- What needs to be done: Your task is to give the data again, exactly, with every line intact.
-- Stored records start --
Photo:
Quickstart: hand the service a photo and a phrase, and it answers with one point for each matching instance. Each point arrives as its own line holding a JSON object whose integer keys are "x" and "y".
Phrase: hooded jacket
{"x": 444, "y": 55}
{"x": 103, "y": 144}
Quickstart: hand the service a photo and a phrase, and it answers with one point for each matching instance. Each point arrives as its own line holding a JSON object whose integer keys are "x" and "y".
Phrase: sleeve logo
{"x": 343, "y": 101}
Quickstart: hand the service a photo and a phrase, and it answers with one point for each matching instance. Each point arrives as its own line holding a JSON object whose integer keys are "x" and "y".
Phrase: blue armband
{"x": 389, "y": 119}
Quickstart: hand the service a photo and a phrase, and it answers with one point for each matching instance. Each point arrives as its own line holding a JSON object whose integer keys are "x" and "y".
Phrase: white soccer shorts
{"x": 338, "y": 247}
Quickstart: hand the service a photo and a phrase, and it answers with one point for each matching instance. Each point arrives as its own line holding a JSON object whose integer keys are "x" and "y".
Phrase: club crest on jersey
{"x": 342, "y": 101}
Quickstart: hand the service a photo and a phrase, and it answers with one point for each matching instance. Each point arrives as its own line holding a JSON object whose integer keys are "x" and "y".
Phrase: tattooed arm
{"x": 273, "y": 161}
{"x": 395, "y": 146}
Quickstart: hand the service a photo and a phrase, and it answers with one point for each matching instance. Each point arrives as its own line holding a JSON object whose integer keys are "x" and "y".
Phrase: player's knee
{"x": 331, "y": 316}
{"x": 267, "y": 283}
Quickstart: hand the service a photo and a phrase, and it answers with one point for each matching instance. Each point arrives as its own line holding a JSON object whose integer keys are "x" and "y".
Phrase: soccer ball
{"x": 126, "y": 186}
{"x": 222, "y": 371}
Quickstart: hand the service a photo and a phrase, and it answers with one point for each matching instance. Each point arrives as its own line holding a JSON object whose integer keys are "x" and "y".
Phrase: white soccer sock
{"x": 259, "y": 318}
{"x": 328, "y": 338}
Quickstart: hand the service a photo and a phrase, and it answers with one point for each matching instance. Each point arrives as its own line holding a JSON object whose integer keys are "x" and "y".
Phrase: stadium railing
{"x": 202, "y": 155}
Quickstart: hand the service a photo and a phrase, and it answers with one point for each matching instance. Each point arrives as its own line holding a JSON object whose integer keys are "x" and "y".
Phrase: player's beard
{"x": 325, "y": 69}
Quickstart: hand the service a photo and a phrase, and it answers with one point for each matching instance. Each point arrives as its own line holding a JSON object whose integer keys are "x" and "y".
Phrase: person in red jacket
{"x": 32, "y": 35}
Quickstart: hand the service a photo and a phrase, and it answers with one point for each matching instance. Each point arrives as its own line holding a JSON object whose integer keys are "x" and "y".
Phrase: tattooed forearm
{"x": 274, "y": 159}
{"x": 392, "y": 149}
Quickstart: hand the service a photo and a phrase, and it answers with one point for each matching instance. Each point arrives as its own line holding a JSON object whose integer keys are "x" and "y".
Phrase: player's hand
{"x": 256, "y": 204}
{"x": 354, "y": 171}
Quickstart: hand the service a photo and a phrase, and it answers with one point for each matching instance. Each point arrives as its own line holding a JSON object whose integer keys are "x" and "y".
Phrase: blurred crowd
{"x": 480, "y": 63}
-- Stored records end --
- Exercise response:
Photo:
Quickstart: hand the service a photo and a phrase, and it answers with one point for each matching instance. Each point arrives as its own line holding a JSON object whose integer keys are "x" and "y".
Phrase: hooded jacket
{"x": 444, "y": 55}
{"x": 103, "y": 144}
Quickstart: hand the service a photo and a phrase, and it answers with one point for each matching instance. Each point arrives as its own line holding a JSON object whose integer keys are "x" and "y".
Phrase: sleeve logo
{"x": 343, "y": 101}
Quickstart: hand the service a photo and a phrase, and it answers with one point for each matching instance. Each point arrives as its own line holding a JSON object whose integer keys are "x" and "y".
Phrase: blue armband
{"x": 389, "y": 119}
Quickstart: hand the service a photo and a phrase, and it answers with one point for each matching instance. Each point arrives as its own line holding a JSON object whose integer keys are "x" and "y".
Phrase: white soccer shorts
{"x": 338, "y": 247}
Quickstart: hand the service a photo and a phrase, and it answers with one point for each matching instance. Each point arrives as its own line holding a JSON object whose integer keys are "x" and "y".
Phrase: club crest on jersey
{"x": 342, "y": 101}
Quickstart: hand the service a photo and a phrase, and it answers with one point for each matching instance. Each point arrives as its own line holding a JSON object whose integer keys are "x" and "y".
Phrase: tattooed arm
{"x": 273, "y": 161}
{"x": 395, "y": 146}
Quickstart: hand the service a photo and a phrase, and it answers with one point for each matching instance. Each point arrives as its own line holding a JSON object whose integer keys are "x" and "y".
Phrase: player's knee
{"x": 331, "y": 316}
{"x": 267, "y": 283}
Quickstart: hand the service a photo and a phrase, and it answers with one point for each matching instance. Each point arrives as its own line holding a JSON object whose integer keys are "x" and "y".
Phrase: soccer ball
{"x": 126, "y": 186}
{"x": 222, "y": 371}
Quickstart: hand the service a photo and a phrase, and it answers with one point for each matching instance. Each point arrives as its own line holding a JSON object whose integer keys are "x" and "y".
Phrase: white soccer sock
{"x": 259, "y": 318}
{"x": 328, "y": 338}
Quickstart: hand the service a photo and a phrase, and it answers with one point for each matching instance. Each point arrives as its own line holding a JSON object whose integer keys are "x" and "y".
Phrase: stadium railing
{"x": 202, "y": 155}
Quickstart: hand the service a photo and a phrase, and it answers with one point for each matching instance. Each point arrives as its own line holding a JSON object whose integer keys are "x" and "y".
Phrase: player's beard
{"x": 325, "y": 69}
Quickstart: hand the service a photo and a phrase, and it answers with one point for each matching instance. Each point arrives as its own line holding a JSON object whose integer keys are "x" and "y".
Phrase: person in red jacket
{"x": 32, "y": 35}
Quickstart: hand the service a photo and a phrase, and it answers with one point for each matching instance. Each point arrives as its own line holding a JSON object whose integer keys are "x" and "y".
Phrase: tattooed forearm
{"x": 274, "y": 159}
{"x": 392, "y": 149}
Quickstart: hand the service a photo and a phrase, and it answers with one point for each matching instance. Each point arrives as its own line holding a JSON object whose integer keys are "x" and "y".
Phrase: player's hand
{"x": 256, "y": 204}
{"x": 354, "y": 171}
Quickstart: hand the service a photo and a phrase, and it answers with one point for each matching instance. Each point arrives as its own line holding a JSON object whose integer keys are "x" and "y".
Phrase: blurred crowd
{"x": 480, "y": 63}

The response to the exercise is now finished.